- _What you should do_
Word for word, reproduce each of the entries.

Stored items
********************

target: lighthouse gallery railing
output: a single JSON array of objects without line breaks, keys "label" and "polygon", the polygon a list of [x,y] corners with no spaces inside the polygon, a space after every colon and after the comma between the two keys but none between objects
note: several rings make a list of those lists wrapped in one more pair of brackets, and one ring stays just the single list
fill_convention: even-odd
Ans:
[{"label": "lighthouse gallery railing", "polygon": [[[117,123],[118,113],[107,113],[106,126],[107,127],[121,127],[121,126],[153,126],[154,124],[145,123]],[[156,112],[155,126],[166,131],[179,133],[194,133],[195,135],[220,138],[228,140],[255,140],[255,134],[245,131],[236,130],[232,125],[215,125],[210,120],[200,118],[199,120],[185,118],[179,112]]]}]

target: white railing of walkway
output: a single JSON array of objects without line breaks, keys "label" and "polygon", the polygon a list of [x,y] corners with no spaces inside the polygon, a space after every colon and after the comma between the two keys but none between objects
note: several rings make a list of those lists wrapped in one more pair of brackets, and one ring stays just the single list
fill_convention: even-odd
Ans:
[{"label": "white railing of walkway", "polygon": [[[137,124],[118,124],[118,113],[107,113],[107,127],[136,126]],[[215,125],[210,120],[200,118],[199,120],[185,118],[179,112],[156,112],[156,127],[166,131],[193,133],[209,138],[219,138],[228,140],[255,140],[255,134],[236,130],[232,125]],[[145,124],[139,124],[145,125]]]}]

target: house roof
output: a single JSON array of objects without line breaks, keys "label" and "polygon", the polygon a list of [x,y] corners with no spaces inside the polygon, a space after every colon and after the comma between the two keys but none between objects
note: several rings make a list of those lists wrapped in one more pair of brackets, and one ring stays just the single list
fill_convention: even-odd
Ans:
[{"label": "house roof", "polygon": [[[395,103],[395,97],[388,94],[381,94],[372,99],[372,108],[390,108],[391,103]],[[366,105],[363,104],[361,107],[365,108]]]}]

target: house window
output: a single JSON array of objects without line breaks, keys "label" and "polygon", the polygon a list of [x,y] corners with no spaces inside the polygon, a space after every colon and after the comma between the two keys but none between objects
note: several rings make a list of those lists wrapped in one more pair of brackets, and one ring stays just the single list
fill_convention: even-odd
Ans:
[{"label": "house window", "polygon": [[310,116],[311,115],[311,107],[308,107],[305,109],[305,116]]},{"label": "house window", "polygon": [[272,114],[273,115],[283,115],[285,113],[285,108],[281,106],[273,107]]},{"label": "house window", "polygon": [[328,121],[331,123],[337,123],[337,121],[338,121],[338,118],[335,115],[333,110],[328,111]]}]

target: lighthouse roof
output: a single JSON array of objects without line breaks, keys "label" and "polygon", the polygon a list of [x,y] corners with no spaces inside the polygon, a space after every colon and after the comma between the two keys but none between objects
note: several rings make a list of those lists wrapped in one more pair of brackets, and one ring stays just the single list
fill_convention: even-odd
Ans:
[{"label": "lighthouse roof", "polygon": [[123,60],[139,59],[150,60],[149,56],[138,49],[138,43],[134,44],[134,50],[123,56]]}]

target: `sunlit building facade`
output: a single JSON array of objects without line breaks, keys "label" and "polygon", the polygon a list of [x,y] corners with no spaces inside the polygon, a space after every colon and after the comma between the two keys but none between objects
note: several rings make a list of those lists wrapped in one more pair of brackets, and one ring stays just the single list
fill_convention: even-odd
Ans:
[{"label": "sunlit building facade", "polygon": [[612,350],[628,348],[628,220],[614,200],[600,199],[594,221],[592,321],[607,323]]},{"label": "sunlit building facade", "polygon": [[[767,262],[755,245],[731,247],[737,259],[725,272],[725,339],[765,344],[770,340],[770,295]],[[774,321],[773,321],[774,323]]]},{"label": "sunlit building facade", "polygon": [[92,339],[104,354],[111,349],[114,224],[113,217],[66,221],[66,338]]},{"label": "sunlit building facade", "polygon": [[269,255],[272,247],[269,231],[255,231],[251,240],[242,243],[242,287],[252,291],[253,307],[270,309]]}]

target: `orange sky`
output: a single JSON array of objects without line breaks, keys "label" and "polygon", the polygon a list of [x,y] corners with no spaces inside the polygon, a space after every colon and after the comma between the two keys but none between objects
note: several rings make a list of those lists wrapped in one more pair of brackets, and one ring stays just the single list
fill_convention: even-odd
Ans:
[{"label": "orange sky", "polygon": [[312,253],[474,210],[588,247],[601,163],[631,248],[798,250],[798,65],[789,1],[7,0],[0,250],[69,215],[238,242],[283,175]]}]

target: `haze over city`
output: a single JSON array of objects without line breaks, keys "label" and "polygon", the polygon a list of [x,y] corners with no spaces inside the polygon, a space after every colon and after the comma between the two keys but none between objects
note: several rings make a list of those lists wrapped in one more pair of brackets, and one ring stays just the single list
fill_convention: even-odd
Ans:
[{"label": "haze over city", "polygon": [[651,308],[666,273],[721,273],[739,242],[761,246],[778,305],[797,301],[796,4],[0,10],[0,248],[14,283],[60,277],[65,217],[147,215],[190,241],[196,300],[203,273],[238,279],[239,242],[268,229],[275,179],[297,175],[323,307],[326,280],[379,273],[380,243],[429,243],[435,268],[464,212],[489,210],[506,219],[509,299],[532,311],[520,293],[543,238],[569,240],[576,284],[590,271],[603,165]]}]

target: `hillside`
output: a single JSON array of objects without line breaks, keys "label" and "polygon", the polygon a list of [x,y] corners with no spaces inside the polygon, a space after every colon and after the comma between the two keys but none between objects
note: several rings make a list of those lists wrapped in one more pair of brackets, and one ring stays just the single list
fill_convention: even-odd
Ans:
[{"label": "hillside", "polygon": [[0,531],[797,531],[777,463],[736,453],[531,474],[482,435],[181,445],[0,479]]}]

********************

- _Solution_
target: lighthouse gallery railing
output: a single JSON array of objects without line breaks, keys "label" and "polygon", the polygon a list of [x,y] corners with no spaces inside the polygon, a space after every colon and after the comma between the two keys but none between objects
note: several rings make a list of those lists wrapped in one more pair of brackets, and one ring stays just the single list
fill_convention: even-odd
Ans:
[{"label": "lighthouse gallery railing", "polygon": [[[117,123],[118,113],[107,113],[106,126],[107,127],[121,127],[121,126],[153,126],[154,124],[145,123]],[[156,112],[155,126],[166,131],[179,133],[194,133],[195,135],[220,138],[228,140],[255,140],[255,134],[245,131],[236,130],[232,125],[215,125],[210,120],[200,118],[199,120],[185,118],[179,112]]]}]

target: white railing of walkway
output: a single JSON array of objects without line breaks, keys "label" and "polygon", the polygon a list of [x,y] corners with no spaces inside the polygon, a space after every colon and after the comma between the two keys but none between objects
note: several rings make a list of those lists wrapped in one more pair of brackets, and one ring stays just the single list
fill_convention: even-odd
Ans:
[{"label": "white railing of walkway", "polygon": [[[137,124],[118,124],[118,113],[107,113],[107,127],[136,126]],[[215,125],[210,120],[200,118],[199,120],[185,118],[179,112],[156,112],[156,127],[166,131],[193,133],[209,138],[219,138],[228,140],[255,140],[255,134],[236,130],[232,125]],[[145,124],[139,124],[145,125]]]}]

target: house roof
output: a single JSON array of objects without line breaks, keys "label" and "polygon", the polygon a list of [x,y] corners with no spaces inside the polygon, a space after every colon and after the comma between the two keys but none between objects
note: several rings make a list of those lists wrapped in one more pair of brackets, and one ring stays just the single list
fill_convention: even-odd
Ans:
[{"label": "house roof", "polygon": [[[395,103],[395,97],[388,94],[381,94],[372,99],[372,108],[390,108],[391,103]],[[366,105],[363,104],[361,107],[365,108]]]}]

target: house window
output: a single JSON array of objects without line breaks, keys "label" and "polygon", the polygon a list of [x,y] corners with no spaces inside the polygon, a space after every colon and after the comma between the two keys but none between objects
note: several rings make a list of those lists wrapped in one more pair of brackets, and one ring stays just the single list
fill_convention: even-odd
Ans:
[{"label": "house window", "polygon": [[310,116],[311,115],[311,107],[308,107],[305,109],[305,116]]},{"label": "house window", "polygon": [[272,114],[273,115],[283,115],[285,113],[285,108],[281,106],[273,107]]},{"label": "house window", "polygon": [[328,121],[331,123],[337,123],[337,121],[338,121],[338,118],[335,115],[333,110],[328,111]]}]

target: lighthouse roof
output: a single JSON array of objects without line breaks, keys "label" and "polygon", the polygon a list of [x,y] corners with no spaces inside the polygon, a space after every colon and after the comma between the two keys but none between objects
note: several rings make a list of those lists wrapped in one more pair of brackets, and one ring stays just the single list
fill_convention: even-odd
Ans:
[{"label": "lighthouse roof", "polygon": [[123,60],[139,59],[150,60],[149,56],[138,49],[138,43],[134,44],[134,50],[123,56]]}]

target: `sunlit building facade`
output: a single JSON array of objects without line breaks, keys "label" and "polygon", the polygon a list of [x,y] corners with no spaces inside the polygon, a space after every colon and after the comma between the two keys but none between objects
note: several rings make a list of those lists wrapped in one more pair of brackets, and one ring stays just the single list
fill_convention: even-odd
Ans:
[{"label": "sunlit building facade", "polygon": [[612,350],[628,348],[628,220],[614,200],[600,199],[594,221],[592,321],[607,323]]},{"label": "sunlit building facade", "polygon": [[[767,262],[755,245],[731,247],[737,259],[725,272],[725,339],[765,344],[770,340],[770,295]],[[774,321],[773,321],[774,323]]]},{"label": "sunlit building facade", "polygon": [[92,339],[104,354],[111,349],[114,224],[113,217],[66,221],[66,338]]},{"label": "sunlit building facade", "polygon": [[269,255],[272,247],[269,231],[255,231],[251,240],[242,243],[242,287],[252,291],[253,307],[270,309]]}]

target: `orange sky`
output: a single JSON array of objects without line breaks, keys "label" and "polygon", the polygon a list of [x,y] corners with no spaces inside the polygon, a space after every colon and after the comma between the two keys but none between objects
note: several rings make a list of those lists wrapped in one more pair of brackets, and one ring stays just the single list
fill_convention: even-odd
Ans:
[{"label": "orange sky", "polygon": [[312,253],[474,210],[588,247],[601,163],[631,248],[798,250],[798,65],[789,1],[7,0],[0,250],[69,215],[238,242],[283,175]]}]

target: `haze over city`
output: a single JSON array of objects without line breaks, keys "label" and "polygon", the polygon a list of [x,y] corners with no spaces inside the polygon, a space after every colon and after the comma between the two keys but none between objects
note: several rings make a list of those lists wrapped in one more pair of brackets, and one ring stays just the single list
fill_convention: even-odd
Ans:
[{"label": "haze over city", "polygon": [[651,308],[666,273],[721,273],[739,242],[761,246],[778,305],[797,301],[796,4],[0,10],[0,248],[14,283],[60,277],[65,217],[147,215],[190,241],[196,300],[203,273],[238,279],[239,242],[268,229],[275,179],[297,175],[323,307],[326,280],[379,273],[380,243],[429,243],[435,268],[464,212],[489,210],[506,219],[509,299],[532,311],[520,293],[543,238],[569,240],[576,284],[590,271],[603,165]]}]

target: `hillside`
output: a single JSON array of objects without line breaks, keys "label" and "polygon", the polygon a list of [x,y] corners with no spaces inside the polygon, a space after every colon and after the comma between the two keys but none between objects
note: several rings make a list of those lists wrapped in one more pair of brackets, and one ring stays just the single list
fill_convention: even-odd
Ans:
[{"label": "hillside", "polygon": [[0,531],[797,531],[777,463],[736,453],[531,474],[482,435],[181,445],[0,479]]}]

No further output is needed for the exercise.